Der Eierschneider klang eigentlich garnicht so schlecht… Ich war gerade mal zehn Jahre alt. Immer wenn es zum Frühstück gekochte Eier gab spielte sich folgende Szene ab: bevor das Ei seinen Weg zu den metallenen Saiten des „Schneidboy“ fand, versank ich vollkommen in den irrational zirpenden Harfenklängen dieser ultimativen Erfindung der 70er Jahre. Das Ei wurde unterdessen kalt und zu Weihnachten bekam ich meine erste Gitarre namens „Klira“. Die klang auch so. Aber ich hatte keinen Vergleich und war happy. Dass ich zwei Jahrzehnte später einmal die berühmteste Gitarre der Welt, die legendäre „La Leona“ aus dem Jahre 1856 von Antonio de Torres spielen würde, war mir damals noch nicht klar.
Ich wurde in ein musikalisches Elternhaus in Linz an der Donau geboren: meine Mutter sang und mein Vater war Solocellist an der Stuttgarter Staatsoper. Aber klar, ich wollte es anders und der Weg führte zur Gitarre. Die klassische Gitarre hörte ich erstmalig auf einer LP von John Williams, bei dem ich dann später in Córdoba Unterricht hatte. Dem stand aber auch ziemlich schnell Jimi Hendrix gegenüber. Das führte dann bald zu meiner ersten E-Gitarre, eine sehr schöne Gibson SG Standard in cherry red und dann natürlich zu den ersten Bands. Von Fusion ging es bis zum Free Jazz Quartett EXTEMPORE. Aber das war schon im Studium.
Mein erstes Konzert spielte ich in der wunderbaren Akustik der berühmten Abbey auf der schottischen Insel Iona - Bach, Villa-Lobos und Improvisationen. Noch vor dem Abitur hatte ich als Jungstudent schon Unterricht bei meinem zukünftigen Hochschul-Professor. Dabei musste ich mich noch zwischen Musik und Astronomie entscheiden: ich habe dann doch die Musik gewählt, da mir die kommunizierte Emotion menschlich wichtiger erschien.

■ AUSGANGSMATERIAL ■
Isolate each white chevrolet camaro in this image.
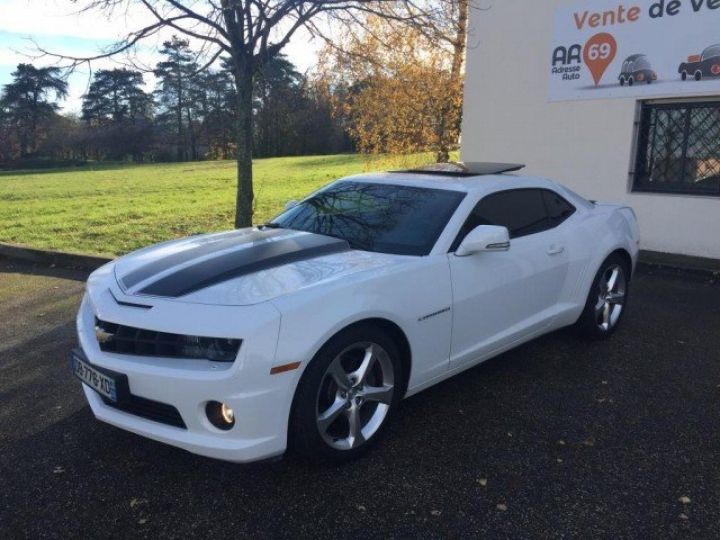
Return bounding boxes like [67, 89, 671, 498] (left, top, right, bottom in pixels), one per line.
[71, 163, 638, 462]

■ AUFGABENSTELLUNG ■
Schreibe den Abschnitt des Textes über den Weg zur Gitarre zwischen „Der Eierschneider klang“ und „noch nicht klar.“, beide eingeschlossen, noch einmal ab. Tausche dabei „Weihnachten“ gegen „Ostern“ aus.

■ LÖSUNG ■
Der Eierschneider klang eigentlich garnicht so schlecht… Ich war gerade mal zehn Jahre alt. Immer wenn es zum Frühstück gekochte Eier gab spielte sich folgende Szene ab: bevor das Ei seinen Weg zu den metallenen Saiten des „Schneidboy“ fand, versank ich vollkommen in den irrational zirpenden Harfenklängen dieser ultimativen Erfindung der 70er Jahre. Das Ei wurde unterdessen kalt und zu Ostern bekam ich meine erste Gitarre namens „Klira“. Die klang auch so. Aber ich hatte keinen Vergleich und war happy. Dass ich zwei Jahrzehnte später einmal die berühmteste Gitarre der Welt, die legendäre „La Leona“ aus dem Jahre 1856 von Antonio de Torres spielen würde, war mir damals noch nicht klar.